◆ **Instructions to follow**
Place every line of the records below into a Markdown table with two columns, Row and Line. Number the rows in sequence and omit any blank lines.

Stored data entries
◇ ◇ ◇ ◇ ◇ ◇ ◇

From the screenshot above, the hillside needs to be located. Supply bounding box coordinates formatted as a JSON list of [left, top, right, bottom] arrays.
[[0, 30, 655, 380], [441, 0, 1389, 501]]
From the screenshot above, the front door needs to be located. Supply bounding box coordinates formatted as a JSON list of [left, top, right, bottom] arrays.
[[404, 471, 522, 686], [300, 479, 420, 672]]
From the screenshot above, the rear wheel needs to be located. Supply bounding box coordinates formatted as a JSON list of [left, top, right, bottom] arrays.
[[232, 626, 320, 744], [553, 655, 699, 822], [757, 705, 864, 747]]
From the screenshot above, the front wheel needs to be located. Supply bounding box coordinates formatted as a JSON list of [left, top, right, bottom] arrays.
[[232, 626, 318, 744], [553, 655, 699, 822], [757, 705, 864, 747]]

◇ ◇ ◇ ◇ ◇ ◇ ◇

◆ **Response for this exercise**
| Row | Line |
|---|---|
| 1 | From the screenshot above, the hillside needs to be located. Supply bounding box coordinates formatted as a JSON list of [left, top, right, bottom] arrays. |
| 2 | [[0, 30, 655, 380], [441, 0, 1389, 501]] |
| 3 | From the screenshot above, the front door needs to be located. Supply bounding box coordinates formatted as a JSON list of [left, top, right, bottom] arrays. |
| 4 | [[404, 471, 522, 686], [300, 479, 420, 672]] |
| 5 | From the screenshot above, the rear wheel needs to be located. Supply bounding box coordinates formatted as a JSON list of [left, top, right, bottom] arrays. |
| 6 | [[232, 626, 320, 744], [553, 655, 699, 822], [757, 705, 864, 747]] |
| 7 | From the screenshot above, the front wheel needs to be located. Supply bounding box coordinates formatted as a JSON list of [left, top, right, bottom] arrays. |
| 8 | [[232, 626, 318, 744], [553, 655, 699, 822], [757, 705, 864, 747]] |